--- BEGIN PASSAGE TO READ ---

I am also pretty mechanically inclined, took a lot of things apart and back together, including but not limited to bicycles I’ve subsequently taken above 40 mph (like cars, there are many kinds of defects that only show up at 2x “normal” speed, because forces tend to quadruple). Software people who know hardware of some sort are, at least in my experience, generally safer about trying to defy the laws of physics.
But the danger with model testing is that I often sound like I know exactly what I’m talking about when I don’t (and sound too similar when I actually am the expert, so people either trust me too much or not enough). I’ve played with various levels of wiggle words and uncertain phrasing to try to fix this, always with mixed results. Sometimes even stating it as an educated guess, based on X and Y, causes other people to agree that sounds perfectly correct even if it’s not (one of the original definitions of a meme). Sometimes I avoid that trap of not believing my own model in my head, even if I don’t let on, sometimes I don’t. I should probably have more care about others aping my demeanor, but I tend to mentor anyone who is comfortable asking clarifying questions. It’s the ones that want to fake it til they make it that I can’t help.
The danger is, as always, in believing your own PR. Questioning it constantly is paralyzing and exhausting, both for yourself and for observers (especially the exhausting part). Questioning it not at all is exquisitely dangerous.

--- END PASSAGE TO READ ---
--- BEGIN DATA PROVIDED ---

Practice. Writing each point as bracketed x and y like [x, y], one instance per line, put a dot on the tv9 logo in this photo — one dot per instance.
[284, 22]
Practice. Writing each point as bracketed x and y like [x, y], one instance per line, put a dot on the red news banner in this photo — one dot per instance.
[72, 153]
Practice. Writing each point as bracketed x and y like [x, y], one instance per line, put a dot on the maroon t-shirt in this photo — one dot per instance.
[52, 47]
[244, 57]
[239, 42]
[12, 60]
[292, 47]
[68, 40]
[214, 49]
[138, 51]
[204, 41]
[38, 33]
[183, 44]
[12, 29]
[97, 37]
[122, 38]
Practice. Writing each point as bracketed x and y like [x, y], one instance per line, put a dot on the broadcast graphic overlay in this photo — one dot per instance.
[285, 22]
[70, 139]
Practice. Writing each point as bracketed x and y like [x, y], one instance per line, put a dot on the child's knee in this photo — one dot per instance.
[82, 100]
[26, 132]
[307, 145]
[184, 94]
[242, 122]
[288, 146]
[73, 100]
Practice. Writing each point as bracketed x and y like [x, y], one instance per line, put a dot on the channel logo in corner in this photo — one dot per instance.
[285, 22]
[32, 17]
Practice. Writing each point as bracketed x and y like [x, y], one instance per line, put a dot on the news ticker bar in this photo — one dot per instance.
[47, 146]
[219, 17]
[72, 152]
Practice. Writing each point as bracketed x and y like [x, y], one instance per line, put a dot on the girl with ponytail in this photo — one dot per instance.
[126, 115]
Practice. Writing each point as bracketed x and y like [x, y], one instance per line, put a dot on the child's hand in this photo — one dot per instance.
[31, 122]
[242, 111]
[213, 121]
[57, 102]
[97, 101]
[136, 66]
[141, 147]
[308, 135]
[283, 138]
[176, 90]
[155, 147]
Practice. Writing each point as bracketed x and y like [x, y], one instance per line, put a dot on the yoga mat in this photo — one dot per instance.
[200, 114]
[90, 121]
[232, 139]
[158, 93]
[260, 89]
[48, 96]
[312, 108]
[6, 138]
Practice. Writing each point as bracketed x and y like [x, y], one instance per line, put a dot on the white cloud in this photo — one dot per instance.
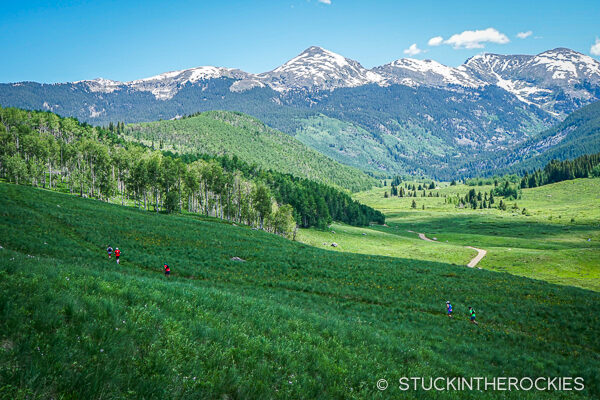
[413, 50]
[435, 41]
[595, 49]
[476, 39]
[524, 35]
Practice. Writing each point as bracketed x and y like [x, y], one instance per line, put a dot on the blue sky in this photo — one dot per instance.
[124, 40]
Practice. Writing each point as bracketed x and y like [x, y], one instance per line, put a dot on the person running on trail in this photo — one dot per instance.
[472, 315]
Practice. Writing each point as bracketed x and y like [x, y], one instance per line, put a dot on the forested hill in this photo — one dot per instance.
[236, 134]
[42, 149]
[577, 135]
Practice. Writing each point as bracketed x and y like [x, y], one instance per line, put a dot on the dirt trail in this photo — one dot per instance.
[480, 252]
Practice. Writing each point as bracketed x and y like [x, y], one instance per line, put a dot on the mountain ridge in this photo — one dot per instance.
[316, 68]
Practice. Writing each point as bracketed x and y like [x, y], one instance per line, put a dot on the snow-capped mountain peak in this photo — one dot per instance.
[318, 68]
[425, 72]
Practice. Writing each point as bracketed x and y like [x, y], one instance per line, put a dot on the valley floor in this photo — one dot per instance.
[558, 241]
[291, 321]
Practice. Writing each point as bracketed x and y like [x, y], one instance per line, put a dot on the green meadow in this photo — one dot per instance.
[291, 321]
[556, 240]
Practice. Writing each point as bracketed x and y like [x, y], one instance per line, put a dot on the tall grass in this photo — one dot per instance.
[290, 322]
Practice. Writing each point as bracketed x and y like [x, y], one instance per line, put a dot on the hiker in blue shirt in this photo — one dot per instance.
[472, 315]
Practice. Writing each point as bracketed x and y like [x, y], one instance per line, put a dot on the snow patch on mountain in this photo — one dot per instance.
[317, 68]
[426, 72]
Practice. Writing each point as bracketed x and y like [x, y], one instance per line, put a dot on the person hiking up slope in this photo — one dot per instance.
[472, 315]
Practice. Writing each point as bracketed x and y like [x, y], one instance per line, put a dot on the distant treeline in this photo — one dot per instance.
[557, 171]
[314, 203]
[43, 149]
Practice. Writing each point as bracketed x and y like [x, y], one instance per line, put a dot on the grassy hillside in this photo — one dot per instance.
[290, 322]
[549, 242]
[221, 132]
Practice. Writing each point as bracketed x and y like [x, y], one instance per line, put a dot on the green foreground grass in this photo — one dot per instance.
[290, 322]
[550, 243]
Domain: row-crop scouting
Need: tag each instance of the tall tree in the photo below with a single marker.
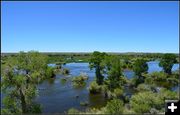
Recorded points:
(19, 81)
(167, 62)
(140, 66)
(115, 72)
(95, 62)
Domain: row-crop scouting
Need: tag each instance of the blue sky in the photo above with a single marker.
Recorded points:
(89, 26)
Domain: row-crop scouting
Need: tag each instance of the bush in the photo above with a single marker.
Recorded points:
(65, 71)
(118, 92)
(50, 72)
(143, 87)
(162, 79)
(94, 88)
(84, 103)
(144, 101)
(73, 111)
(79, 81)
(114, 106)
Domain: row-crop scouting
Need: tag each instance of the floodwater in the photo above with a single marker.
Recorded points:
(57, 96)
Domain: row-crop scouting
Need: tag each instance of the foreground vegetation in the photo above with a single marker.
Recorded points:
(21, 73)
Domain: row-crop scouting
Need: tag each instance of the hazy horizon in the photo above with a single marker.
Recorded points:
(150, 27)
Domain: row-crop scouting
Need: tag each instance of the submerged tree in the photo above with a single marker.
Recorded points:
(95, 62)
(19, 80)
(167, 62)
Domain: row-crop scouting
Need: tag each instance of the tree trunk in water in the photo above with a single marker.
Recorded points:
(23, 102)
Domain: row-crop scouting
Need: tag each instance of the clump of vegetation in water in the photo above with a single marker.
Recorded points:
(20, 86)
(95, 62)
(63, 80)
(94, 88)
(140, 66)
(114, 106)
(73, 111)
(79, 81)
(65, 71)
(84, 103)
(50, 72)
(167, 62)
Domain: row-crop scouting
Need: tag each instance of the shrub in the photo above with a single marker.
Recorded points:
(84, 103)
(114, 106)
(94, 88)
(79, 81)
(65, 71)
(144, 101)
(118, 92)
(73, 111)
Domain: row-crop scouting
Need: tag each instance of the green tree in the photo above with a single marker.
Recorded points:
(140, 66)
(167, 62)
(114, 106)
(95, 62)
(19, 80)
(115, 73)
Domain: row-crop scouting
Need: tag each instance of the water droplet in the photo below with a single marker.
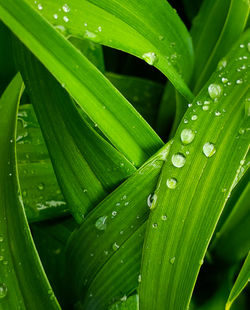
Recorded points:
(66, 19)
(101, 223)
(222, 64)
(209, 149)
(3, 290)
(40, 186)
(178, 160)
(66, 8)
(171, 183)
(114, 213)
(205, 108)
(214, 91)
(150, 57)
(187, 136)
(217, 113)
(115, 246)
(240, 81)
(172, 260)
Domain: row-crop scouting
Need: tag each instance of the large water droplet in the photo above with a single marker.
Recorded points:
(172, 260)
(187, 136)
(3, 290)
(115, 246)
(209, 149)
(101, 223)
(171, 183)
(178, 160)
(150, 57)
(215, 91)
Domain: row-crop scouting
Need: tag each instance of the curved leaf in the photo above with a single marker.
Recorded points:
(154, 33)
(194, 185)
(23, 282)
(118, 120)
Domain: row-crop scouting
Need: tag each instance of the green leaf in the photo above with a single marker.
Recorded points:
(232, 242)
(87, 166)
(118, 120)
(143, 94)
(194, 185)
(240, 283)
(154, 33)
(41, 194)
(111, 233)
(131, 303)
(23, 282)
(217, 26)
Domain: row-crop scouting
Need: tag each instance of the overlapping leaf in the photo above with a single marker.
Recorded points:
(87, 166)
(194, 185)
(23, 283)
(104, 253)
(118, 120)
(153, 32)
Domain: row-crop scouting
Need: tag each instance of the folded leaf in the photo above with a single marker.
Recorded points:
(241, 281)
(195, 182)
(153, 32)
(118, 120)
(23, 282)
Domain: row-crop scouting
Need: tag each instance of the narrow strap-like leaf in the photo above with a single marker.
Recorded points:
(23, 283)
(149, 30)
(194, 185)
(113, 114)
(87, 166)
(241, 281)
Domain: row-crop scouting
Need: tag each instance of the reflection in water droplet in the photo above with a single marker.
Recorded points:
(209, 149)
(215, 91)
(171, 183)
(115, 246)
(150, 57)
(222, 64)
(3, 290)
(187, 136)
(172, 260)
(101, 223)
(178, 160)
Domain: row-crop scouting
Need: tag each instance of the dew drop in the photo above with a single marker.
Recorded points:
(240, 81)
(172, 260)
(178, 160)
(3, 290)
(115, 246)
(150, 58)
(171, 183)
(209, 149)
(101, 224)
(187, 136)
(164, 217)
(214, 91)
(66, 8)
(222, 64)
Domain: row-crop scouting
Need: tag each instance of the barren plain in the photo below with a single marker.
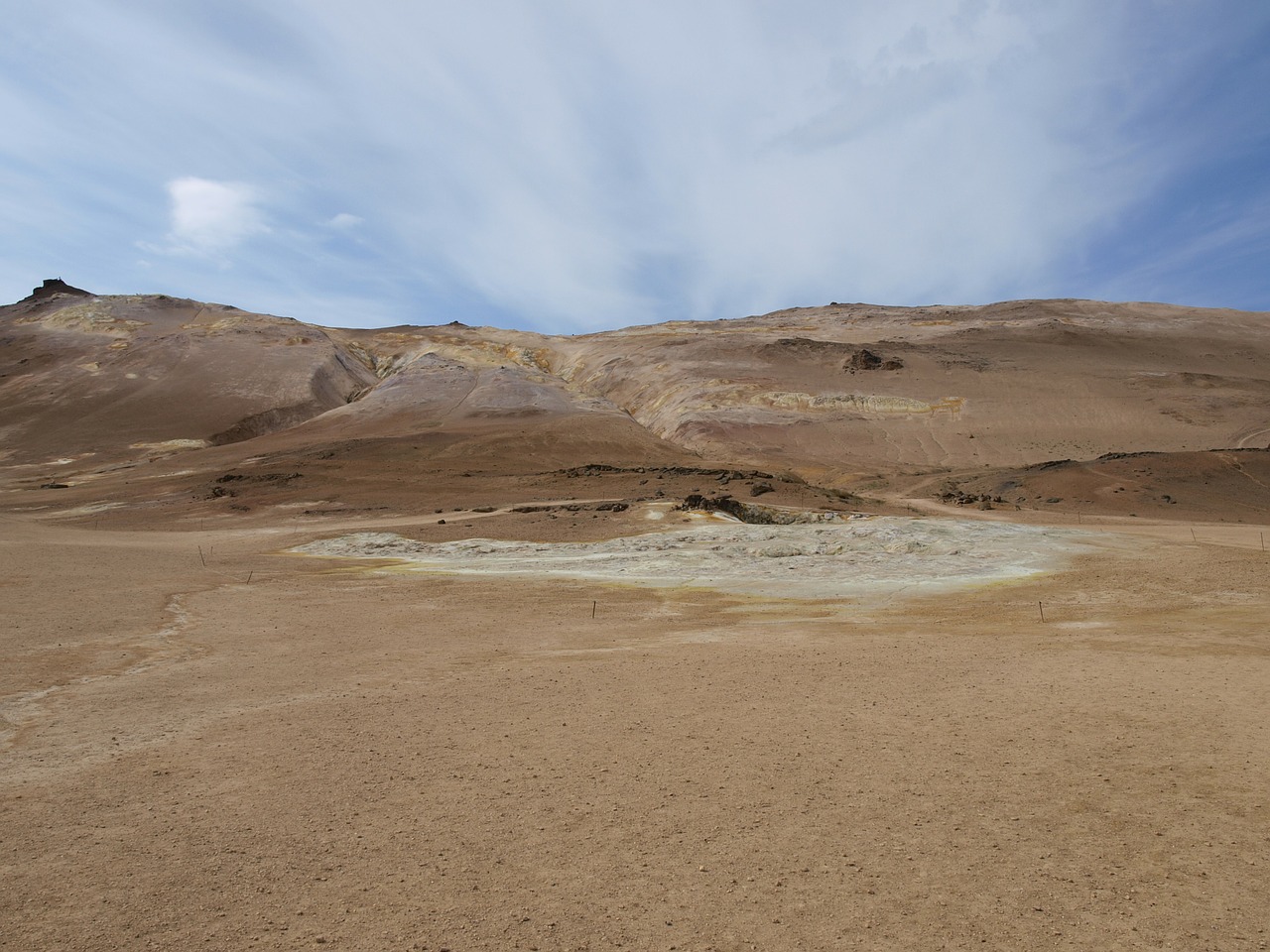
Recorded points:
(842, 627)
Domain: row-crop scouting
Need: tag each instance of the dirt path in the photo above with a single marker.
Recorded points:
(334, 758)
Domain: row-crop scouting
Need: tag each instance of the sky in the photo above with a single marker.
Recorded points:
(578, 166)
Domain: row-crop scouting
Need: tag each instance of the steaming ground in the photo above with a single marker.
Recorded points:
(793, 561)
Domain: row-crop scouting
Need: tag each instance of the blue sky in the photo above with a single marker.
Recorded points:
(568, 166)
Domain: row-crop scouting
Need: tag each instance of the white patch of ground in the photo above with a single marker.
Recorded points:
(792, 561)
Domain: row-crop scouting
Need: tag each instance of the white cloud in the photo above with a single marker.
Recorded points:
(572, 166)
(212, 217)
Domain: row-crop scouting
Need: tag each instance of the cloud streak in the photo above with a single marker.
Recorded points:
(576, 166)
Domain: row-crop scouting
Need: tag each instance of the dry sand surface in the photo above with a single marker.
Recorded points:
(349, 753)
(395, 639)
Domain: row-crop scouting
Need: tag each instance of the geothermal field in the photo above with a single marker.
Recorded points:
(837, 627)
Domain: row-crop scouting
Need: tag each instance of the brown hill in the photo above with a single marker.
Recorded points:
(846, 397)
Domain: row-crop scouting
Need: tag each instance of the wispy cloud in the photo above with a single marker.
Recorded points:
(572, 166)
(212, 217)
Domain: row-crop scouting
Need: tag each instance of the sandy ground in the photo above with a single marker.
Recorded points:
(208, 743)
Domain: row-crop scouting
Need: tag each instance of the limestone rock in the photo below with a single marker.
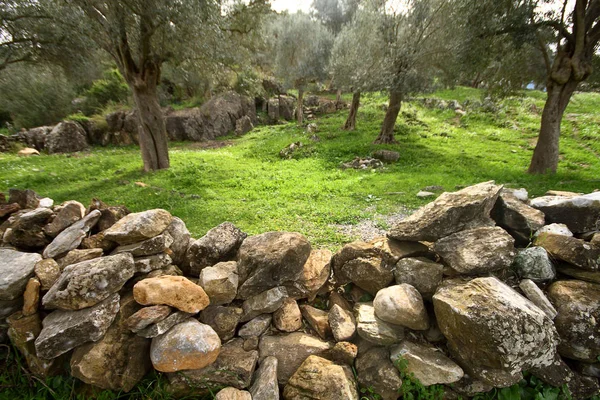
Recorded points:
(492, 328)
(318, 378)
(401, 305)
(429, 365)
(477, 251)
(90, 282)
(188, 345)
(137, 227)
(15, 270)
(66, 330)
(449, 213)
(219, 244)
(269, 260)
(220, 282)
(174, 291)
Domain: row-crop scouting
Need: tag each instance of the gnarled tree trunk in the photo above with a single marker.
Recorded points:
(387, 129)
(350, 124)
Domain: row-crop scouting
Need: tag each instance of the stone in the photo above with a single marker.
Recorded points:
(477, 251)
(66, 137)
(119, 360)
(578, 306)
(147, 316)
(220, 282)
(288, 317)
(140, 226)
(421, 273)
(318, 320)
(517, 218)
(31, 297)
(537, 297)
(264, 303)
(255, 327)
(428, 365)
(265, 386)
(223, 320)
(375, 370)
(71, 237)
(580, 213)
(494, 330)
(342, 323)
(318, 378)
(270, 260)
(187, 345)
(156, 245)
(174, 291)
(79, 255)
(290, 350)
(219, 244)
(90, 282)
(47, 271)
(65, 330)
(534, 263)
(373, 329)
(15, 270)
(401, 305)
(449, 213)
(68, 213)
(574, 251)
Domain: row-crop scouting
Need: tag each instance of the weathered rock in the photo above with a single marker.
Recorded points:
(342, 323)
(174, 291)
(493, 329)
(578, 306)
(318, 320)
(137, 227)
(69, 213)
(290, 350)
(375, 370)
(66, 137)
(429, 365)
(119, 360)
(66, 330)
(288, 317)
(71, 237)
(264, 303)
(219, 244)
(449, 213)
(421, 273)
(318, 378)
(90, 282)
(265, 386)
(269, 260)
(188, 345)
(535, 264)
(220, 282)
(477, 251)
(575, 251)
(373, 329)
(581, 213)
(401, 305)
(15, 270)
(223, 320)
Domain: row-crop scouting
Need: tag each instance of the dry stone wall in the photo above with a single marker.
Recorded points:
(468, 293)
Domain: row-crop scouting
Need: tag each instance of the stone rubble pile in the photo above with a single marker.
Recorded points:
(468, 292)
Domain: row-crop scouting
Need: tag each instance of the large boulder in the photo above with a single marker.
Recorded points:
(449, 213)
(66, 137)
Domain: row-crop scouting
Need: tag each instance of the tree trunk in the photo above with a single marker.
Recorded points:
(546, 153)
(350, 124)
(387, 129)
(153, 132)
(299, 111)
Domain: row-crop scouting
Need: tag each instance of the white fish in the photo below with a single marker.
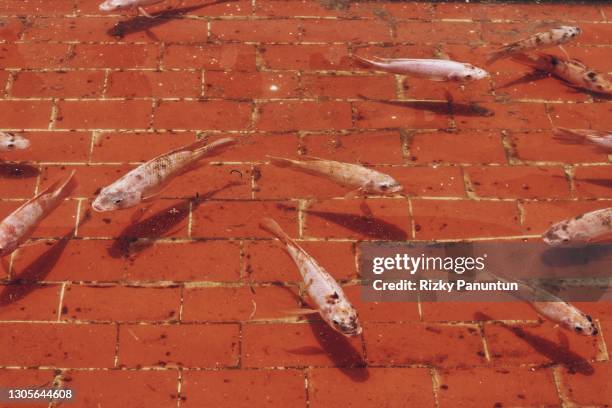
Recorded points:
(433, 69)
(11, 141)
(600, 139)
(553, 37)
(148, 179)
(332, 304)
(19, 225)
(362, 179)
(580, 230)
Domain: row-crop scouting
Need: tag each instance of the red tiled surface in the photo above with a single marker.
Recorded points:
(188, 304)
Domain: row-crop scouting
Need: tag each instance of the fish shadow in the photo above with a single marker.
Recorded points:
(18, 170)
(441, 108)
(342, 353)
(557, 353)
(143, 23)
(140, 235)
(36, 271)
(367, 225)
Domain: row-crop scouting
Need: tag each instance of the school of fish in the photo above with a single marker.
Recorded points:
(148, 180)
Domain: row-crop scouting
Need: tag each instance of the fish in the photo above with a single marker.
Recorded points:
(573, 72)
(551, 38)
(600, 139)
(150, 178)
(554, 308)
(331, 302)
(18, 226)
(580, 230)
(433, 69)
(11, 141)
(362, 179)
(113, 5)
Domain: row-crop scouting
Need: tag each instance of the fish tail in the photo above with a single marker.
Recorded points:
(271, 226)
(280, 161)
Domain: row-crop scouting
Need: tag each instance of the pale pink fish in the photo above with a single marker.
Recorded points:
(600, 139)
(553, 37)
(554, 308)
(433, 69)
(573, 72)
(11, 141)
(360, 178)
(149, 179)
(19, 225)
(580, 230)
(113, 5)
(331, 302)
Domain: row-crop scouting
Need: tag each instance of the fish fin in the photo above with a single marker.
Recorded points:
(280, 161)
(301, 312)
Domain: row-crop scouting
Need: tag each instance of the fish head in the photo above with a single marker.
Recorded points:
(112, 5)
(115, 199)
(387, 185)
(343, 317)
(472, 73)
(582, 324)
(11, 141)
(557, 235)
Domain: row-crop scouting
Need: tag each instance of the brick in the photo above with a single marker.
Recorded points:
(290, 115)
(109, 388)
(114, 56)
(238, 303)
(100, 114)
(112, 147)
(161, 84)
(590, 389)
(355, 31)
(377, 147)
(66, 84)
(539, 216)
(541, 146)
(514, 344)
(389, 387)
(306, 57)
(65, 345)
(256, 30)
(579, 115)
(458, 147)
(428, 181)
(518, 181)
(173, 345)
(298, 345)
(437, 32)
(487, 386)
(389, 219)
(25, 114)
(267, 261)
(33, 55)
(23, 301)
(251, 85)
(119, 303)
(592, 182)
(349, 86)
(235, 57)
(416, 343)
(219, 115)
(242, 388)
(464, 219)
(55, 147)
(240, 219)
(400, 114)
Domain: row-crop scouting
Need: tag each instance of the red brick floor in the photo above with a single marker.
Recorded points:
(168, 321)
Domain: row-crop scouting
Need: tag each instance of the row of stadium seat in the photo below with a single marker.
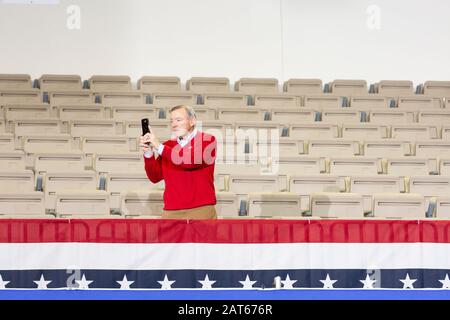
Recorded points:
(96, 204)
(220, 84)
(222, 99)
(13, 112)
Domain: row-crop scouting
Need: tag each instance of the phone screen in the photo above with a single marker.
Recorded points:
(145, 126)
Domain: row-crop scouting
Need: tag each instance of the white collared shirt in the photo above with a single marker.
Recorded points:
(181, 142)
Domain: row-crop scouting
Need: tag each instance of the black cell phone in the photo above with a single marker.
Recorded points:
(145, 126)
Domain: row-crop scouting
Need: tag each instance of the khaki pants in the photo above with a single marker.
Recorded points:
(204, 212)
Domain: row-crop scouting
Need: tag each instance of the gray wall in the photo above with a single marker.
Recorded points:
(327, 39)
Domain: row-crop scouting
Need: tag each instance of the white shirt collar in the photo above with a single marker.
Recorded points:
(186, 140)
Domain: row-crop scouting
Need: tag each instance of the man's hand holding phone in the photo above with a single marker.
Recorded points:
(148, 140)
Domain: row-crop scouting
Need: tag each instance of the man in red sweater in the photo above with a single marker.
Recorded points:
(186, 164)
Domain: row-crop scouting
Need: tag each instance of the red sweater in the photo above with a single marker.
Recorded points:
(188, 172)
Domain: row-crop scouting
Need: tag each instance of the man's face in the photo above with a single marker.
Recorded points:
(180, 123)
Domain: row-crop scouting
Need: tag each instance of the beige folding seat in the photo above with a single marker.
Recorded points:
(331, 148)
(12, 160)
(275, 148)
(355, 166)
(27, 111)
(100, 83)
(82, 203)
(414, 131)
(239, 167)
(201, 113)
(119, 162)
(227, 204)
(36, 127)
(303, 86)
(150, 84)
(80, 112)
(409, 166)
(59, 82)
(297, 165)
(22, 203)
(433, 149)
(16, 181)
(276, 100)
(161, 128)
(391, 116)
(225, 100)
(306, 184)
(169, 100)
(369, 185)
(430, 186)
(118, 183)
(134, 112)
(434, 117)
(445, 132)
(256, 85)
(244, 184)
(444, 166)
(313, 131)
(293, 115)
(142, 203)
(341, 115)
(20, 96)
(67, 181)
(443, 207)
(208, 84)
(323, 101)
(364, 131)
(393, 148)
(7, 143)
(229, 149)
(419, 103)
(218, 128)
(437, 88)
(399, 205)
(47, 143)
(236, 114)
(15, 82)
(395, 88)
(373, 101)
(70, 97)
(274, 204)
(258, 129)
(114, 98)
(101, 127)
(349, 87)
(95, 144)
(59, 162)
(337, 205)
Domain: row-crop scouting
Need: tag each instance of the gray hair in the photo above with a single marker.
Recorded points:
(189, 110)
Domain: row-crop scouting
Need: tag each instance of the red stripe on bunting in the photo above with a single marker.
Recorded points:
(223, 231)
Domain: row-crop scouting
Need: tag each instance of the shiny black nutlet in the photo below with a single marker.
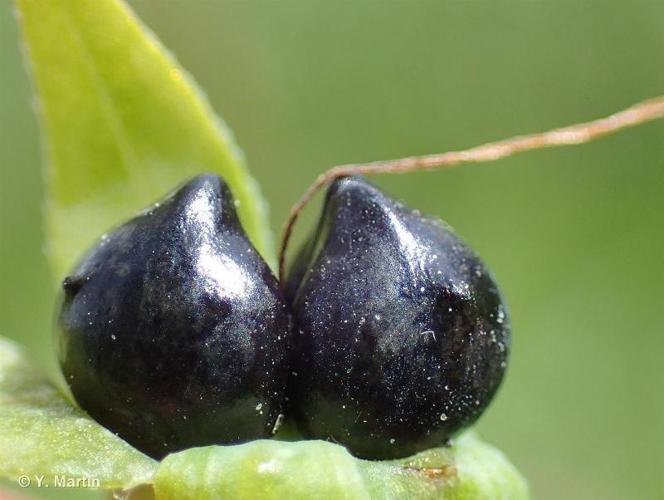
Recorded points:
(401, 335)
(172, 329)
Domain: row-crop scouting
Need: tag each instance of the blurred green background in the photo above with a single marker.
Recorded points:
(575, 236)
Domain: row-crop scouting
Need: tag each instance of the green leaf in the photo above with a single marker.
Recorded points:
(123, 124)
(469, 470)
(43, 435)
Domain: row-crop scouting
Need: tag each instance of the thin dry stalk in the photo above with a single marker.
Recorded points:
(574, 134)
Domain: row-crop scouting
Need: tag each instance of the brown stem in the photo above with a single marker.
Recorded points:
(574, 134)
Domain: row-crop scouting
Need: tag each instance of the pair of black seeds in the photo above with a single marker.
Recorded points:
(392, 335)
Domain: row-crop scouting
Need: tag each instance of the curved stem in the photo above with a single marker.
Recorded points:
(574, 134)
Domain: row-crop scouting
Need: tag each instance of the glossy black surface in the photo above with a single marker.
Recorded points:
(401, 335)
(172, 330)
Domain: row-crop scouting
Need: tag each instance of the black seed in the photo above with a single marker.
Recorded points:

--- END DATA PROVIDED ---

TO-DO LIST:
(A) Repeat the passage on model testing word for word, everything from "I am also pretty" down to "laws of physics.".
(B) In the passage on model testing, what does the writer say forces tend to do at twice "normal" speed?
The data is separate material from the passage on model testing.

ANSWER LIST:
(A)
I am also pretty mechanically inclined, took a lot of things apart and back together, including but not limited to bicycles I’ve subsequently taken above 40 mph (like cars, there are many kinds of defects that only show up at 2x “normal” speed, because forces tend to quadruple). Software people who know hardware of some sort are, at least in my experience, generally safer about trying to defy the laws of physics.

(B) They tend to quadruple.